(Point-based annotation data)
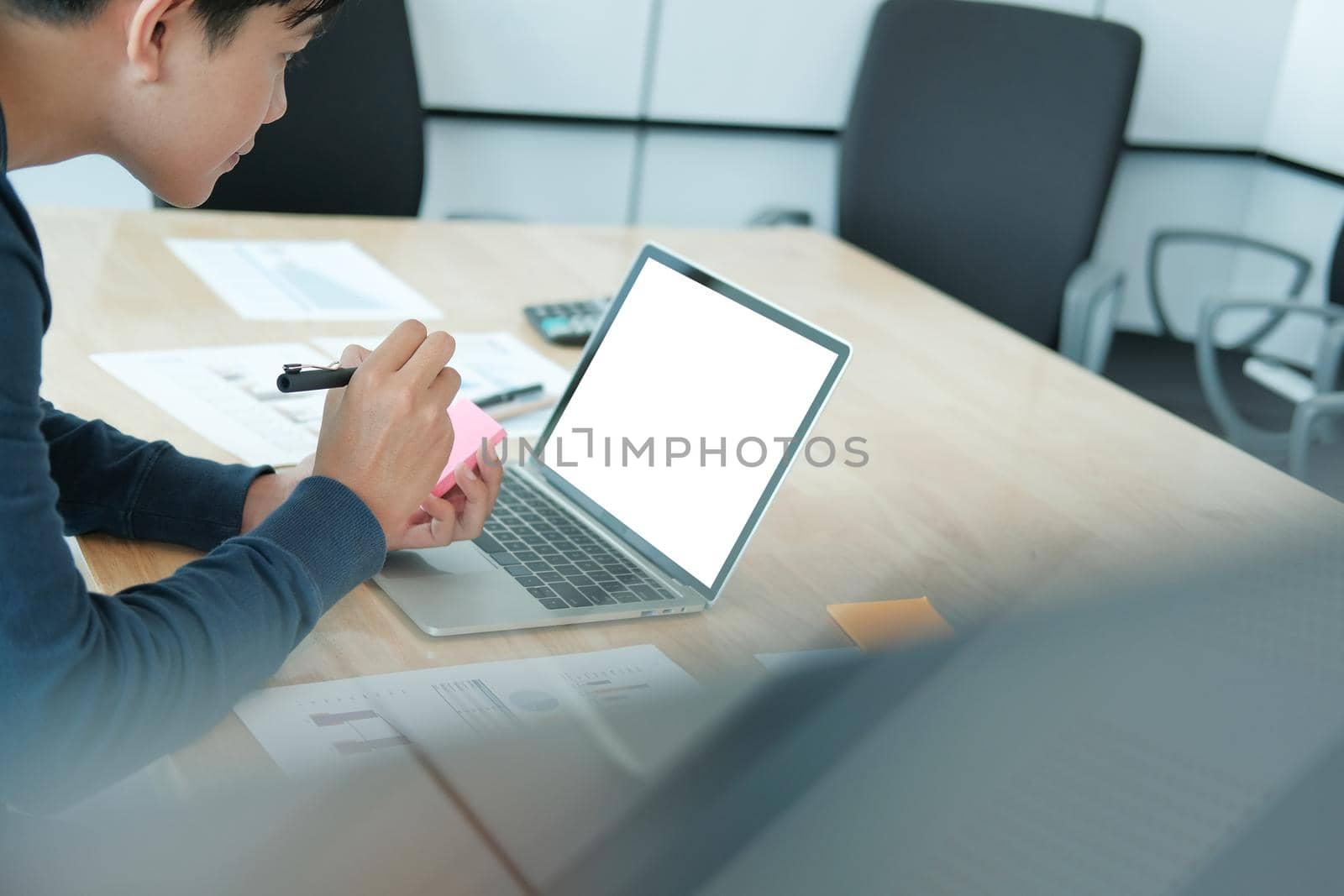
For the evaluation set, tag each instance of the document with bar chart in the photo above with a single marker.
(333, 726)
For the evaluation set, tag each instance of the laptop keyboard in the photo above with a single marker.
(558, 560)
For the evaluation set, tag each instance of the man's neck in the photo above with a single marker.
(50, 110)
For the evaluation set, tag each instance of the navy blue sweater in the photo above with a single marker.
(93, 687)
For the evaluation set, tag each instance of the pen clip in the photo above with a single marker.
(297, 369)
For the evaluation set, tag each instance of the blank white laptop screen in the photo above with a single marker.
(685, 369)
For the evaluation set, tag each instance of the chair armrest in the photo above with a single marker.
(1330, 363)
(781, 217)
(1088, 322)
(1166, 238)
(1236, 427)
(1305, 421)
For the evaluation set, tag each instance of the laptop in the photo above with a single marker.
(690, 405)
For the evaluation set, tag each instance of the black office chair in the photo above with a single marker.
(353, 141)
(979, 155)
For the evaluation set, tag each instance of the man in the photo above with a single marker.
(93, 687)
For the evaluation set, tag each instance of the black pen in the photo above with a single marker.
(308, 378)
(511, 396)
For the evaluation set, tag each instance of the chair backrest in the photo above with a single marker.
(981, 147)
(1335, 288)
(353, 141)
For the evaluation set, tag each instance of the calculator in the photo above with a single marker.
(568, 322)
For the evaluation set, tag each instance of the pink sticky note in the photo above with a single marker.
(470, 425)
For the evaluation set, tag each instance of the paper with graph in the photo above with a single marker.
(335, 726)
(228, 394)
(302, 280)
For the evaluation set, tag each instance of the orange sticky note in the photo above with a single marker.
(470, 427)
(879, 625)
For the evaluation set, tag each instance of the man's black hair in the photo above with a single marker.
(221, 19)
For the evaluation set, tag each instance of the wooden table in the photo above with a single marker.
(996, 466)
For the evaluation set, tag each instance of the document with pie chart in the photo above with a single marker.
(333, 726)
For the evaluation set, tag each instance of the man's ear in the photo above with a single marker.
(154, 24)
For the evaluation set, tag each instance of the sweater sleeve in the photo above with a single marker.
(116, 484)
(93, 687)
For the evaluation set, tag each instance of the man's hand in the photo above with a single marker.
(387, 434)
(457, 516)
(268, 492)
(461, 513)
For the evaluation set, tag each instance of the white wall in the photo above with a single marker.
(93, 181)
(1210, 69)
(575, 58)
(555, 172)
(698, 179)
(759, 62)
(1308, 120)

**Exercise aim**
Rewrite everything from the line containing "For the evaluation set, tag each instance of the man's neck" down to the line containing "(1305, 421)", changing "evaluation set" to "test set" and leaving all else as it stands. Give back only those lines.

**Problem solution**
For the test set, tag each instance of the man's neck in the photo above with a single marker.
(50, 110)
For the test set, tag each instance of the navy blue sweater in the photo above with a single marker.
(93, 687)
For the test set, tag each instance of the pen clip in the photo above with a single marker.
(297, 369)
For the test set, tag each instance of the blank white laptop screen in the photo above with a single marker.
(685, 369)
For the test set, tag each instance of the chair armrest in the photo above with a single marker.
(1330, 363)
(781, 217)
(1088, 322)
(1166, 238)
(1236, 427)
(1305, 421)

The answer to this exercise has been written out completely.